**Texte à étudier:**
:::::

L'HOMME INCONSCIENT
Il y a une semaine est sorti le dernier Woody Allen,
« L’homme irrationnel », histoire d’un professeur de philosophie
blablabla…
Aujourd’hui je ne vais pas vous parler d’homme irrationnel,
mais plutôt d’homme inconscient. Et tenter de vous persuader de la puissance de
notre inconscient sur notre existence ! Alors autant prévenir tout de
suite, je ne partirais absolument pas dans des délires psychanalystes… Ce n’est
pas trop mon truc.
Les chercheurs en psychologie et en neurosciences ont, ces
dernières années, développé tout un arsenal d’expériences pour mettre à mal
l’inconscient et ainsi mieux faire émerger les propriétés de notre conscience
(une image en négatif, si vous voulez). Ces expériences ont été à l’origine de
profondes remises en cause de notre conception de la conscience et de
l’inconscient.
Prenons comme premier exemple… La lecture. Lorsque vous
lisez cet article, vous n’êtes pas obligé de vous interroger consciemment sur
l’agencement des lettres entre elles pour comprendre le sens d’un mot. Vous ne
vous dites pas consciemment : « V » suivi de « O »
suivi de « U » puis de « S » forment le mot « VOUS »,
pronom personnel de la 2ème personne du pluriel ! Pareil pour
l’articulation des mots entre eux pour comprendre le sens d’une phrase. Il y a donc une grande partie des processus
mentaux de la lecture qui se font de manière totalement inconsciente, sans que
l’on s’en rende compte. Ce qui représente des calculs extrêmement
complexes ! Seul le résultat de ces calculs accède à notre conscience pour
nous donner un sens global de ce que nous lisons.
Le premier phénomène dont je veux vous parler se nomme l’effet cocktail. Vous êtes en soirée et
vous discutez avec un ami. Votre cerveau est capable, dans le bouhaha ambiant,
de sélectionner uniquement la voix de votre ami, que vous pouvez donc entendre
distinctement. Quand tout à coup, vous vous retournez car vos voisins ont
prononcé votre prénom. Toutes les autres conversations autour de vous étaient
effacées : vous ne les entendiez pas, vous n’en étiez pas conscient. Et
portant, il a suffi que l’on prononce votre prénom pour que votre conscience
soit irrémédiablement détournée vers vos voisins. Il y a donc eu tout un
processus inconscient capable d’analyser le sens des mots (il a été capable de
détecter que c’était votre prénom qui avait été prononcé) et de le soumettre à
votre conscience ensuite.
Les processus inconscients sont donc diablement puissants. Mais
on peut, grâce à l’expérience, les tromper. Avant de vous en dire plus, je vous
laisse regarder avec la plus grande attention la vidéo suivante :
Quelle est la syllabe que vous entendez ?

:::::

**Questions d'étude:**
1. Dans le texte sur l'homme inconscient, quel nom porte le premier phénomène présenté ?
2. Reprenez la rédaction du texte sur l'homme inconscient à la suite de sa dernière phrase.

:::::

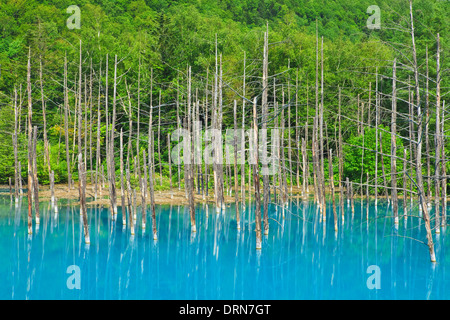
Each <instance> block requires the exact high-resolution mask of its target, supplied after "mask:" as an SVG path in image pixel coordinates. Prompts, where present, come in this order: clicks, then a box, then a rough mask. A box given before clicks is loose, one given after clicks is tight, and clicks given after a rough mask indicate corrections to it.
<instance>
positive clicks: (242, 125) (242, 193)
mask: <svg viewBox="0 0 450 320" xmlns="http://www.w3.org/2000/svg"><path fill="white" fill-rule="evenodd" d="M245 67H246V54H245V51H244V77H243V80H242V81H243V83H242V96H243V99H242V140H241V147H242V149H241V150H242V152H241V159H245V134H244V130H245ZM241 198H242V208H243V210H244V211H245V161H244V160H243V161H242V163H241Z"/></svg>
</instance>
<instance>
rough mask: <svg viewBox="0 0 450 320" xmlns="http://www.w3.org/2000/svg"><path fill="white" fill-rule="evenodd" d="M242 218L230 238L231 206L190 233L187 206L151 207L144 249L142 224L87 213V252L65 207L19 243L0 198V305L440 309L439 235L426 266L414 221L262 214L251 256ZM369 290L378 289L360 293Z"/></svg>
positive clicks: (441, 255) (441, 281)
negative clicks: (394, 308) (310, 301)
mask: <svg viewBox="0 0 450 320" xmlns="http://www.w3.org/2000/svg"><path fill="white" fill-rule="evenodd" d="M249 208H250V209H251V210H249ZM253 208H254V207H253V206H251V205H250V204H247V206H246V211H245V212H243V213H242V215H243V217H242V227H241V230H240V232H238V231H237V230H236V219H235V207H234V205H230V206H229V207H227V208H226V210H225V212H224V213H223V214H222V213H221V214H216V212H215V210H213V207H212V206H210V207H209V208H208V210H207V207H206V206H205V205H197V207H196V219H197V232H196V233H195V234H192V233H191V228H190V220H189V212H188V210H187V208H186V207H183V206H157V209H156V210H157V212H156V219H157V226H158V241H157V242H155V241H154V240H153V237H152V232H151V221H150V219H151V218H148V221H147V229H146V230H145V232H143V231H142V229H141V228H140V227H139V228H137V232H136V235H135V236H134V237H131V236H130V230H129V228H123V226H122V213H121V211H120V208H119V212H118V216H117V220H116V221H112V219H111V216H110V214H109V211H108V210H107V209H106V208H104V207H103V208H101V207H100V206H96V207H92V208H89V210H88V216H89V224H90V235H91V244H90V245H89V246H86V245H85V244H84V236H83V229H82V223H81V219H80V215H79V208H78V207H76V206H74V205H71V204H70V202H66V203H59V213H58V215H55V213H54V211H53V210H52V208H51V207H50V205H49V204H48V203H42V204H41V206H40V211H41V223H40V225H39V228H38V229H36V225H35V224H34V221H33V234H32V235H31V236H29V235H28V234H27V205H26V198H24V199H23V200H21V202H19V204H18V206H17V207H16V206H15V204H14V202H12V203H11V202H10V199H9V197H8V196H1V197H0V257H1V260H2V262H1V264H0V299H449V298H450V289H448V288H450V286H449V285H450V276H449V275H447V273H446V270H447V269H448V270H449V272H450V261H449V258H448V257H447V256H446V250H447V248H448V247H449V239H450V237H449V235H448V228H447V229H443V230H442V232H441V234H440V236H438V237H435V238H434V240H435V243H436V254H437V260H438V262H437V263H436V264H431V263H430V262H429V255H428V250H427V247H426V246H425V245H424V243H423V241H425V227H424V225H423V222H422V220H421V219H418V218H409V219H408V221H407V223H406V224H405V222H404V221H403V219H401V220H400V225H399V227H398V230H397V229H395V228H394V227H393V220H392V217H391V211H390V207H389V206H388V204H387V202H381V203H379V205H378V210H377V211H376V212H375V208H374V206H373V204H370V205H369V219H368V220H367V219H366V205H365V204H363V207H361V203H360V202H359V200H358V201H356V202H355V213H354V216H353V217H352V213H351V210H350V207H347V205H345V223H344V225H341V221H340V222H339V231H338V232H337V233H335V232H334V228H333V215H332V214H330V213H331V208H328V210H327V212H328V214H327V220H326V223H325V224H324V223H323V222H320V221H319V219H318V216H317V213H316V207H315V205H314V204H313V203H312V202H302V201H298V202H297V201H296V200H294V201H292V202H290V203H289V206H288V208H287V210H286V211H285V218H284V219H283V218H282V216H281V209H278V210H275V206H273V205H271V207H270V214H269V217H270V220H269V222H270V232H269V236H268V237H266V238H264V239H263V246H262V250H261V251H260V252H257V251H256V250H255V232H254V229H255V224H254V212H253V211H252V210H253ZM241 210H242V208H241ZM338 210H339V208H338ZM416 210H417V208H416ZM241 212H242V211H241ZM400 212H402V211H400ZM414 212H415V211H414V209H413V211H412V213H411V214H417V212H416V213H414ZM338 214H339V215H340V213H339V212H338ZM140 219H141V216H140V213H139V210H138V216H137V224H138V225H140V221H141V220H140ZM72 266H76V267H75V268H76V269H74V267H72ZM370 266H376V267H375V269H373V268H374V267H370ZM373 270H375V271H373ZM75 276H77V278H75ZM74 279H75V280H74ZM77 281H78V284H79V289H78V288H77V287H75V288H74V287H73V284H74V283H77ZM377 281H378V283H379V284H380V288H379V289H377V288H372V289H370V288H371V287H372V286H371V285H370V284H373V283H376V282H377ZM368 283H369V285H368ZM71 284H72V285H71Z"/></svg>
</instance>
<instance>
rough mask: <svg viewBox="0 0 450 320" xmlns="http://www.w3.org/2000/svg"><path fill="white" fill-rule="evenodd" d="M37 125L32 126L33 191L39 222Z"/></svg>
mask: <svg viewBox="0 0 450 320" xmlns="http://www.w3.org/2000/svg"><path fill="white" fill-rule="evenodd" d="M36 144H37V126H34V127H33V193H34V214H35V215H36V224H39V220H40V218H39V217H40V213H39V180H38V177H37V155H36Z"/></svg>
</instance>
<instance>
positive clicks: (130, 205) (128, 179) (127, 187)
mask: <svg viewBox="0 0 450 320" xmlns="http://www.w3.org/2000/svg"><path fill="white" fill-rule="evenodd" d="M126 174H127V177H126V180H127V203H128V221H129V222H130V232H131V236H132V237H133V236H134V219H133V211H132V196H133V194H132V191H131V183H130V163H129V162H128V163H127V169H126Z"/></svg>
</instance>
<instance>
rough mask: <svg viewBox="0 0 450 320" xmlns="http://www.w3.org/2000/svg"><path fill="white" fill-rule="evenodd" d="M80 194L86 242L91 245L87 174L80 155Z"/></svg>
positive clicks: (79, 191)
mask: <svg viewBox="0 0 450 320" xmlns="http://www.w3.org/2000/svg"><path fill="white" fill-rule="evenodd" d="M78 192H79V196H80V210H81V215H82V216H83V226H84V242H85V244H87V245H88V244H90V243H91V241H90V237H89V222H88V218H87V211H86V172H85V170H84V164H83V154H81V153H80V154H78Z"/></svg>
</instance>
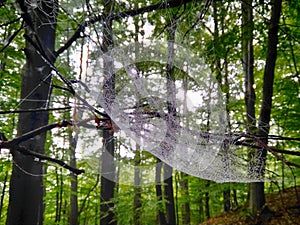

:::::

**Résultats attendus:**
1. Il se nomme l'effet cocktail.

2.
Il s’avère que cette vidéo joue sur 3 syllabes très proches,
prononcée soit au font de la bouche (« ga »), au milieu
(« da ») ou au bout des lèvres (« ba »). Regardez bien
l’image de la vidéo : on lit sur les lèvres du sujet le son
« ga ». Ainsi, votre cerveau reçoit 2 informations
contradictoires : il voit « ga » et entend « ba ». Les
systèmes de traitement inconscients tentent au mieux de fournir l’observation
la plus probable. Mais il ne peut trancher, et coupe la poire en deux en
soumettant à la conscience un entre-deux (« da »). Ce phénomène est
appelé effet Mac Gurk du nom du
psychologue qui le décrivit dans les années 70.
Une autre expérience permet de berner nos processus
inconscients. Elle repose sur ce que l’on appelle la rivalité binoculaire. Vous l’aurez sans doute remarqué, il y a cette
espèce de protubérance dégoulinante (je dis ça parce que l’hiver arrive) entre
vos 2 yeux que l’on appelle nez, qui a pour conséquence directe un léger
espacement de vos yeux. Ainsi, chacun voit une image légèrement différente de
l’autre. Notre cerveau inconscient arrive à combiner ces 2 informations (très)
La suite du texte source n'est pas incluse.